# Request
Reproduce the material below, swapping every "training-ground review" for "field survey" and leaving all other text exactly as it is.

____ Supplied material

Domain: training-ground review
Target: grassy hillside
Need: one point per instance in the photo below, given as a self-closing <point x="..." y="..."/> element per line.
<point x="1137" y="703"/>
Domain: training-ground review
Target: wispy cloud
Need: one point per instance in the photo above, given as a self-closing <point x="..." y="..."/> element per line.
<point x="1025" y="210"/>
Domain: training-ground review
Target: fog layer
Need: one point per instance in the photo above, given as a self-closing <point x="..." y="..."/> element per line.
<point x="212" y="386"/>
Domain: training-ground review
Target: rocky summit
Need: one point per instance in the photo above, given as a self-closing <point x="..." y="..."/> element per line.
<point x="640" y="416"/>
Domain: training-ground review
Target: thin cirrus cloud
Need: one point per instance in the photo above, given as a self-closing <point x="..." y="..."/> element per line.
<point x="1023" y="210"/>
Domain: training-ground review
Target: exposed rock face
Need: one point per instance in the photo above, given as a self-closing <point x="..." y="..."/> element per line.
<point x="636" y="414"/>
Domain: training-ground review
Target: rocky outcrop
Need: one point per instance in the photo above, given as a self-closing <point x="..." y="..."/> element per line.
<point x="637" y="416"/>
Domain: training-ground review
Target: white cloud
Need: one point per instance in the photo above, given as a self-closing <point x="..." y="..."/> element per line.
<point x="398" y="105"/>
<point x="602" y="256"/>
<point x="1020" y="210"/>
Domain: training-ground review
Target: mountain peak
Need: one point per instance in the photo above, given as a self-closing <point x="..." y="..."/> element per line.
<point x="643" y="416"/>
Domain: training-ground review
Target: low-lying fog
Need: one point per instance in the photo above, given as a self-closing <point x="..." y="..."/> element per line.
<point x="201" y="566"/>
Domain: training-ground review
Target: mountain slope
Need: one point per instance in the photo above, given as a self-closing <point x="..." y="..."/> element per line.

________

# Answer to this task
Domain: field survey
Target: grassy hillside
Need: one point per instance in the photo below, given as a self-closing <point x="..." y="..."/> element per line.
<point x="1137" y="703"/>
Domain: field survey
Target: wispy cloud
Need: one point per instance in the photo above, given as a self-closing <point x="..." y="..."/> element per line.
<point x="1025" y="210"/>
Domain: field survey
Target: fog layer
Need: one point per instance in the photo above, given as a self-closing <point x="..." y="..."/> element per line.
<point x="212" y="386"/>
Domain: field survey
Target: rocky summit
Need: one point per instance in the photo above, given as a self-closing <point x="..." y="..."/> element per line.
<point x="640" y="416"/>
Domain: field survey
Target: thin cirrus cloud
Need: one point per instance in the photo above, given as a self-closing <point x="..." y="..."/> element per line.
<point x="1023" y="210"/>
Domain: field survey
Target: exposed rock face
Need: one point per instance in the photo above, given as a self-closing <point x="..." y="..."/> element per line.
<point x="636" y="414"/>
Domain: field survey
Target: rocky outcrop
Need: one point per instance in the photo above, given as a self-closing <point x="..." y="..."/> element per line.
<point x="637" y="416"/>
Domain: field survey
Target: white cloud
Need: one point per instance in the photo above, given as a self-closing <point x="..." y="..."/> element per line.
<point x="398" y="105"/>
<point x="602" y="256"/>
<point x="1020" y="210"/>
Domain: field survey
Target: mountain peak
Need: one point per instance in the photo above, given as a self-closing <point x="..." y="..."/> element per line.
<point x="643" y="416"/>
Domain: field survey
Target: low-lying fog
Need: one point per instance in the photo above, given as a self-closing <point x="..." y="..."/> element per line.
<point x="201" y="566"/>
Domain: field survey
Target: mountain slope
Need: one point per instance in the photo above, given as a self-closing <point x="..." y="..."/> element per line.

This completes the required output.